/---
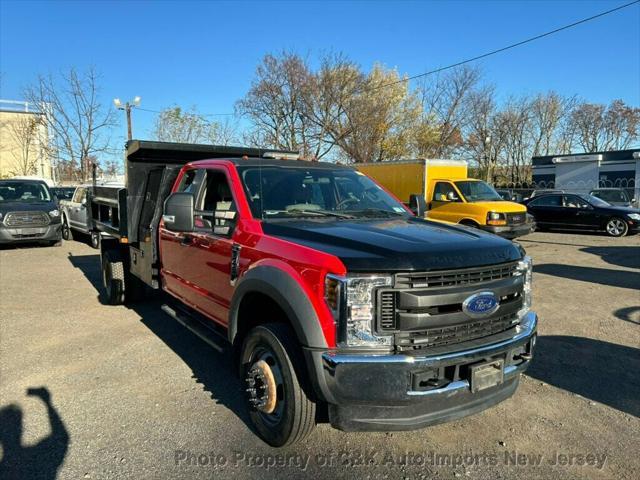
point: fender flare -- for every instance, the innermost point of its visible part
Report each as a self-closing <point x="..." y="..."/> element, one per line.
<point x="283" y="289"/>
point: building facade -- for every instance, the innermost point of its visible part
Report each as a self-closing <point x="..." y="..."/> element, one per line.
<point x="24" y="140"/>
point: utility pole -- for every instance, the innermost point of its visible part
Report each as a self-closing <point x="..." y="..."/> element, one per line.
<point x="127" y="109"/>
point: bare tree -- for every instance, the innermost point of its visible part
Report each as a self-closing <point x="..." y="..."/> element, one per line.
<point x="447" y="100"/>
<point x="26" y="134"/>
<point x="77" y="120"/>
<point x="275" y="105"/>
<point x="598" y="127"/>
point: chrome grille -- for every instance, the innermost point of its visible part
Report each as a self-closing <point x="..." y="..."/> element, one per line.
<point x="472" y="330"/>
<point x="450" y="278"/>
<point x="26" y="219"/>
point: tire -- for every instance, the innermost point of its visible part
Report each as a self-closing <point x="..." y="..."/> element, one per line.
<point x="94" y="239"/>
<point x="66" y="229"/>
<point x="113" y="277"/>
<point x="616" y="227"/>
<point x="293" y="414"/>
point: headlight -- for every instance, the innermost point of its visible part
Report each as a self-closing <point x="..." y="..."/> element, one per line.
<point x="496" y="218"/>
<point x="525" y="268"/>
<point x="351" y="299"/>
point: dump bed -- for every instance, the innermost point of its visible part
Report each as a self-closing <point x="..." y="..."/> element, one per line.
<point x="132" y="214"/>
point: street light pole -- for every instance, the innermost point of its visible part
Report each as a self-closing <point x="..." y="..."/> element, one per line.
<point x="127" y="109"/>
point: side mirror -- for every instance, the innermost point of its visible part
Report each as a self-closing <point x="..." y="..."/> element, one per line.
<point x="417" y="204"/>
<point x="178" y="212"/>
<point x="224" y="222"/>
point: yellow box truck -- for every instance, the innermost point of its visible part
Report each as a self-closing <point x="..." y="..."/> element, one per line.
<point x="450" y="195"/>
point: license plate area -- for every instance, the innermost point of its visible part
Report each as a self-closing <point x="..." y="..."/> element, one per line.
<point x="486" y="375"/>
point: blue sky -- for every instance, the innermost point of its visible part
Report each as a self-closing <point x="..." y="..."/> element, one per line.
<point x="205" y="53"/>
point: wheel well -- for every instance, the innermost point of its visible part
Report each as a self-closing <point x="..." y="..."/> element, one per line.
<point x="255" y="309"/>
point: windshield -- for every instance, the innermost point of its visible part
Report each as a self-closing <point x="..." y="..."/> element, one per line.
<point x="611" y="195"/>
<point x="595" y="201"/>
<point x="24" y="192"/>
<point x="281" y="192"/>
<point x="477" y="191"/>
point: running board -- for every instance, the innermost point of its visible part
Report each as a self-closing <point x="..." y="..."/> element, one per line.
<point x="210" y="336"/>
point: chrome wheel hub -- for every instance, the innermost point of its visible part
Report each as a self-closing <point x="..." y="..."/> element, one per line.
<point x="261" y="387"/>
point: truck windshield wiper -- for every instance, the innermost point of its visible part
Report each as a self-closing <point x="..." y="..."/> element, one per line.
<point x="373" y="212"/>
<point x="321" y="213"/>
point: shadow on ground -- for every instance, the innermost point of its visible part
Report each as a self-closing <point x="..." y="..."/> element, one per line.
<point x="628" y="314"/>
<point x="602" y="276"/>
<point x="213" y="370"/>
<point x="624" y="256"/>
<point x="38" y="461"/>
<point x="600" y="371"/>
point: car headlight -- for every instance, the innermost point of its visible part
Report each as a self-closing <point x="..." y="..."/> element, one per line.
<point x="496" y="218"/>
<point x="351" y="300"/>
<point x="525" y="268"/>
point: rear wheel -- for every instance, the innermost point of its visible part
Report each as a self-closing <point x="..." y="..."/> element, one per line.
<point x="617" y="227"/>
<point x="279" y="408"/>
<point x="113" y="277"/>
<point x="66" y="229"/>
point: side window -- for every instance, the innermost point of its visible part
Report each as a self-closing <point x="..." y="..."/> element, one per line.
<point x="443" y="192"/>
<point x="547" y="201"/>
<point x="571" y="201"/>
<point x="79" y="195"/>
<point x="187" y="183"/>
<point x="215" y="206"/>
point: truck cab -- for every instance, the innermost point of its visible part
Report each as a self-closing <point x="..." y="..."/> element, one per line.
<point x="335" y="300"/>
<point x="451" y="196"/>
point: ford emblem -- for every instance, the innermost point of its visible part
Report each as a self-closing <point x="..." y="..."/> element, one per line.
<point x="480" y="304"/>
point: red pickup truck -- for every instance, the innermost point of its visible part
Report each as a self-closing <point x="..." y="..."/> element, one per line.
<point x="333" y="295"/>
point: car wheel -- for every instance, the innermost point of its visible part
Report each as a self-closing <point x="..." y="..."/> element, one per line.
\---
Exercise brief -
Convert the records above into a Markdown table with the columns Number and Record line, giving every line a row number and leaving out any blank lines. Include all of the records, but leave the pictures out.

Correct answer -
| Number | Record line |
|---|---|
| 1 | point: fender flare -- for every instance, the innermost point of its visible part |
| 2 | Report each as a self-closing <point x="..." y="..."/> element, one per line. |
| 3 | <point x="283" y="289"/> |
| 4 | point: building facade -- for every instance, the innermost point of its visible part |
| 5 | Report each as a self-closing <point x="..." y="..."/> element, one per line. |
| 6 | <point x="24" y="140"/> |
| 7 | point: utility pole -- for every instance, the innermost point of its visible part |
| 8 | Report each as a self-closing <point x="..." y="..."/> element, one per line. |
| 9 | <point x="127" y="109"/> |
| 10 | point: bare tree -- for every instance, the innermost point of its visible part |
| 11 | Report each as a self-closing <point x="..." y="..."/> element, one per line. |
| 12 | <point x="447" y="100"/> |
| 13 | <point x="26" y="134"/> |
| 14 | <point x="77" y="120"/> |
| 15 | <point x="275" y="105"/> |
| 16 | <point x="598" y="127"/> |
| 17 | point: chrome grille -- for every instance, the innermost point of its visible part |
| 18 | Report each as a self-closing <point x="..." y="..."/> element, one per line. |
| 19 | <point x="472" y="330"/> |
| 20 | <point x="450" y="278"/> |
| 21 | <point x="26" y="219"/> |
| 22 | point: tire -- for every instance, the innermost point of its visible part |
| 23 | Report each as a self-closing <point x="..." y="..."/> element, one per line. |
| 24 | <point x="94" y="239"/> |
| 25 | <point x="66" y="229"/> |
| 26 | <point x="113" y="277"/> |
| 27 | <point x="616" y="227"/> |
| 28 | <point x="293" y="414"/> |
| 29 | point: headlight -- for every instance, the innermost point of its visible part |
| 30 | Report each as a self-closing <point x="..." y="..."/> element, one per line. |
| 31 | <point x="496" y="218"/> |
| 32 | <point x="525" y="268"/> |
| 33 | <point x="351" y="299"/> |
| 34 | point: dump bed -- for every instance, the innermost point of its visible part |
| 35 | Report each as a self-closing <point x="..." y="..."/> element, one per line. |
| 36 | <point x="132" y="214"/> |
| 37 | point: street light pole -- for every instance, the innermost point of its visible part |
| 38 | Report each as a self-closing <point x="..." y="..."/> element, one per line. |
| 39 | <point x="127" y="109"/> |
| 40 | point: side mirror -- for every instance, the innermost point of its visible part |
| 41 | Report each as a self-closing <point x="..." y="..."/> element, one per line. |
| 42 | <point x="417" y="204"/> |
| 43 | <point x="178" y="212"/> |
| 44 | <point x="224" y="222"/> |
| 45 | point: yellow box truck -- for every instance, the innermost point of its visible part |
| 46 | Report each as a self-closing <point x="..." y="..."/> element, one per line. |
| 47 | <point x="450" y="195"/> |
| 48 | point: license plate area -- for every instance, the innermost point of its visible part |
| 49 | Report each as a self-closing <point x="..." y="..."/> element, one per line. |
| 50 | <point x="486" y="375"/> |
| 51 | point: blue sky -- for every instance, the innermost point of its visible part |
| 52 | Report each as a self-closing <point x="..." y="..."/> element, one per line. |
| 53 | <point x="205" y="53"/> |
| 54 | point: wheel well -- for every instance, the innermost point of its visible part |
| 55 | Report each as a self-closing <point x="..." y="..."/> element, one per line. |
| 56 | <point x="255" y="309"/> |
| 57 | point: windshield -- for every instance, the innermost point of its visible part |
| 58 | Report each as a self-closing <point x="..." y="..."/> element, one per line. |
| 59 | <point x="611" y="195"/> |
| 60 | <point x="595" y="201"/> |
| 61 | <point x="24" y="192"/> |
| 62 | <point x="281" y="192"/> |
| 63 | <point x="477" y="191"/> |
| 64 | point: running board -- for every instance, the innermost point of its visible part |
| 65 | Report each as a self-closing <point x="..." y="..."/> element, one per line. |
| 66 | <point x="210" y="336"/> |
| 67 | point: chrome wheel hub -- for every instance, the innermost point of its visible part |
| 68 | Report each as a self-closing <point x="..." y="..."/> element, one per line. |
| 69 | <point x="261" y="387"/> |
| 70 | point: truck windshield wiper -- for every instance, the innermost point of its visible part |
| 71 | Report each as a self-closing <point x="..." y="..."/> element, one per line. |
| 72 | <point x="373" y="212"/> |
| 73 | <point x="321" y="213"/> |
| 74 | point: shadow on ground -- for every instance, the innermost point of its visible part |
| 75 | Report each as a self-closing <point x="..." y="..."/> element, one per line. |
| 76 | <point x="628" y="314"/> |
| 77 | <point x="602" y="276"/> |
| 78 | <point x="213" y="370"/> |
| 79 | <point x="624" y="256"/> |
| 80 | <point x="38" y="461"/> |
| 81 | <point x="600" y="371"/> |
| 82 | point: car headlight -- for every instance, the innermost point of its visible part |
| 83 | Report each as a self-closing <point x="..." y="..."/> element, one per line. |
| 84 | <point x="496" y="218"/> |
| 85 | <point x="351" y="300"/> |
| 86 | <point x="525" y="268"/> |
| 87 | point: rear wheel -- for every instance, the innermost point of its visible part |
| 88 | Report each as a self-closing <point x="..." y="..."/> element, one per line. |
| 89 | <point x="617" y="227"/> |
| 90 | <point x="279" y="408"/> |
| 91 | <point x="113" y="277"/> |
| 92 | <point x="66" y="229"/> |
| 93 | point: side window -- for every instance, the innermost point of its visible part |
| 94 | Report each as a self-closing <point x="..." y="..."/> element, one per line. |
| 95 | <point x="443" y="192"/> |
| 96 | <point x="547" y="201"/> |
| 97 | <point x="571" y="201"/> |
| 98 | <point x="79" y="195"/> |
| 99 | <point x="187" y="183"/> |
| 100 | <point x="215" y="206"/> |
| 101 | point: truck cab -- for every instance, the innermost point of its visible part |
| 102 | Report each as a self-closing <point x="..." y="..."/> element, one per line. |
| 103 | <point x="335" y="300"/> |
| 104 | <point x="451" y="196"/> |
| 105 | point: ford emblem -- for every instance, the innermost point of its visible part |
| 106 | Report each as a self-closing <point x="..." y="..."/> element, one per line. |
| 107 | <point x="480" y="304"/> |
| 108 | point: red pickup truck -- for every instance, the innermost point of its visible part |
| 109 | Report each as a self-closing <point x="..." y="..."/> element, one per line. |
| 110 | <point x="333" y="295"/> |
| 111 | point: car wheel -- for every instance, the innermost point of its visible part |
| 112 | Report each as a self-closing <point x="..." y="..."/> element, one per line. |